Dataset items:

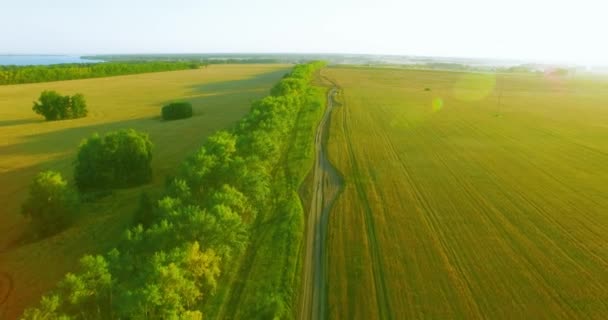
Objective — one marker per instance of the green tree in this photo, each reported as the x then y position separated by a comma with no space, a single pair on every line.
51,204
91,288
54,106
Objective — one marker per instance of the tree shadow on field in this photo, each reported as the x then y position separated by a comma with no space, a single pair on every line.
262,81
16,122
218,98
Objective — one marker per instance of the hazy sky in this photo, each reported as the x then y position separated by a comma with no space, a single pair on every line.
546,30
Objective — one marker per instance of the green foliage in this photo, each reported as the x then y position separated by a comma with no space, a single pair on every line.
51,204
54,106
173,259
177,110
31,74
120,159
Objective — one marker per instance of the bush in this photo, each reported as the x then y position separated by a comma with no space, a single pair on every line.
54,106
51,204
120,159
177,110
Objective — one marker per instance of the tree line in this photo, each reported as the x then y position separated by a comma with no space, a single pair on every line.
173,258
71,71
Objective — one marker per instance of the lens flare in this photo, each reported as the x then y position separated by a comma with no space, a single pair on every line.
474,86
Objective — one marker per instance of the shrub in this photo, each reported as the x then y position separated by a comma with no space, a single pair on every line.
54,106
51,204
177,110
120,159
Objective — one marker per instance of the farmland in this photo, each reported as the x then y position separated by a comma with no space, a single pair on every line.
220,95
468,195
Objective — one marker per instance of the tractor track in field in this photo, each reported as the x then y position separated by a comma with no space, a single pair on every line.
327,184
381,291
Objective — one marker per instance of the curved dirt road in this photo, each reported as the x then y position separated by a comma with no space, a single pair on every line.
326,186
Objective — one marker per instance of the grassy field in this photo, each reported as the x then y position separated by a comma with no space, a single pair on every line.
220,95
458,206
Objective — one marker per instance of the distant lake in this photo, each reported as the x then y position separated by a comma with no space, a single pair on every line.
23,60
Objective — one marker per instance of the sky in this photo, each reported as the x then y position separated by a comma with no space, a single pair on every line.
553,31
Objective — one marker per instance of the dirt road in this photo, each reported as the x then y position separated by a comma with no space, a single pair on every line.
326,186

How to complete this task: Every entry, word for word: repeat it, but skip the images.

Task answer:
Objective — one marker per instance of the green tree in this photo, each reported as the x then y position separated by a comma with no space, a single pair on every line.
51,204
91,288
54,106
Objective — one marker per instance of the tree shadow on field in this photo, each reported as the x then y position separated by a comma with no space, a single pair on every line.
262,81
16,122
218,98
Objective — one marker per instance of the hazy sky in this photo, each reported as the x then y position separated by a comma with no space, a single pair on every line.
546,30
Objective — one marker per instance of the green foliage in this photo, each reported as the x then y position separated by a comma with no space, a single pair on every line.
51,204
54,106
173,259
177,110
31,74
120,159
Objective — one marker per instance of the bush in this photo, each reported as the x then y position separated by a comma with no space, a single pair on every line.
54,106
51,204
120,159
177,110
Objective — one marker per instance of the tree line in this photo, each reported as the x then y position separated by a comma with no space, a single pair on every line.
173,258
71,71
Objective — one marker per instance of the lens flare in this photo, each reported as the x then y position separated by a comma with no space, a single pair on every line.
474,86
Objective — one marker per instance of the shrub in this photo, each reported as the x then y position separated by a comma with no space, a single pair on every line.
54,106
51,204
177,110
120,159
Objective — one marker per instance of the farmland in this photo, each reported as the x then y position separated by a comma with no space, a single pair on every line.
220,95
468,195
Objective — one marker per instance of the tractor track in field in this photo, each reported as the x then y position separated by a comma with no space, a single pair on every line.
327,184
381,291
Objective — one marker per instance of the curved dirt road in this photo, each reported as the x then y position separated by a comma with no space, a single pair on every line.
326,186
Objective — one marker per instance of the grassy field in this photo, each reported as the x then y position separated by a comma with no space, a single pair on every line.
220,95
458,206
Objective — one marker per instance of the distant lake in this photo, each reported as the x then y position separated by a comma with no space, a single pair on every line.
23,60
Objective — one marker per instance of the sky in this photo, each reported as the x then y position separated by a comma with no space, a single pair on every line.
553,31
Objective — one marker per instance of the dirt road in this photo, each reported as the x then y position separated by a comma with no space, a single pair on every line.
326,186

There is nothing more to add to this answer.